Nothing is to be altered; the data must be repeated exactly.

§ **EXERCISE DATA**:
|---|
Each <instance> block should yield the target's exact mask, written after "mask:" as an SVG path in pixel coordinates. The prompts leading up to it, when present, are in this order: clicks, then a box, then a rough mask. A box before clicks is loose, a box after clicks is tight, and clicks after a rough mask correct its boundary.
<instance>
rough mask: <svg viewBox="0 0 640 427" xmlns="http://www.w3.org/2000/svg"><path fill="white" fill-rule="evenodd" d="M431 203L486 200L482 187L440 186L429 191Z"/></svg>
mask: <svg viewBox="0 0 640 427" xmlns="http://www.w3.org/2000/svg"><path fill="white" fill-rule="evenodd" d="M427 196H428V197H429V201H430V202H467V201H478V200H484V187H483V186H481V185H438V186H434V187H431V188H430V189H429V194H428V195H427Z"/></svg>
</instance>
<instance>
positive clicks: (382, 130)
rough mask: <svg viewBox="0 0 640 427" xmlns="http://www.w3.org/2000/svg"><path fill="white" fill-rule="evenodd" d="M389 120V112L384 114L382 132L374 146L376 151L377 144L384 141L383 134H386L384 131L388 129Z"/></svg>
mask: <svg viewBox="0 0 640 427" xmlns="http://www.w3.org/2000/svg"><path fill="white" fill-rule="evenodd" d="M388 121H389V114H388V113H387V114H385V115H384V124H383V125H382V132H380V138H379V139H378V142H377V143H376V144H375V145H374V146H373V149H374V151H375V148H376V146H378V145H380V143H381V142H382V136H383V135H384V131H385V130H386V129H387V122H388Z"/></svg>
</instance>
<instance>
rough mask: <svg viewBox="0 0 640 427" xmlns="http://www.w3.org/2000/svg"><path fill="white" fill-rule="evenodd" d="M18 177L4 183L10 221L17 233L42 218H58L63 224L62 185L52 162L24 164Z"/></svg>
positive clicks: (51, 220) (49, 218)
|---|
§ **THE COMPLETED TASK**:
Each <instance> block should yield the target's exact mask, written after "mask:" as an SVG path in pixel coordinates. The prompts leading up to it, when present, are in this order: clicks, then a box, then a rough mask. A box before clicks is loose, a box after clicks is tight, and clicks after a rough mask correct its boundary.
<instance>
rough mask: <svg viewBox="0 0 640 427" xmlns="http://www.w3.org/2000/svg"><path fill="white" fill-rule="evenodd" d="M431 203L486 200L482 187L440 186L429 191Z"/></svg>
mask: <svg viewBox="0 0 640 427" xmlns="http://www.w3.org/2000/svg"><path fill="white" fill-rule="evenodd" d="M427 196H428V197H429V201H430V202H467V201H478V200H484V187H483V186H481V185H438V186H434V187H431V188H430V189H429V194H428V195H427Z"/></svg>
</instance>
<instance>
positive clicks: (382, 130)
rough mask: <svg viewBox="0 0 640 427" xmlns="http://www.w3.org/2000/svg"><path fill="white" fill-rule="evenodd" d="M389 120V112L384 114L382 132L374 146L376 151L377 144L384 141L383 134H386L384 131L388 129Z"/></svg>
mask: <svg viewBox="0 0 640 427" xmlns="http://www.w3.org/2000/svg"><path fill="white" fill-rule="evenodd" d="M388 121H389V114H388V113H387V114H385V115H384V124H383V125H382V132H380V138H379V139H378V142H377V143H376V144H375V145H374V146H373V149H374V151H375V148H376V146H378V145H380V143H381V142H382V136H383V135H384V131H385V130H386V129H387V122H388Z"/></svg>
</instance>
<instance>
rough mask: <svg viewBox="0 0 640 427" xmlns="http://www.w3.org/2000/svg"><path fill="white" fill-rule="evenodd" d="M18 177L4 183L10 221L17 233L42 218H58L63 224L62 185L52 162L24 164Z"/></svg>
positive clicks: (51, 220) (49, 218)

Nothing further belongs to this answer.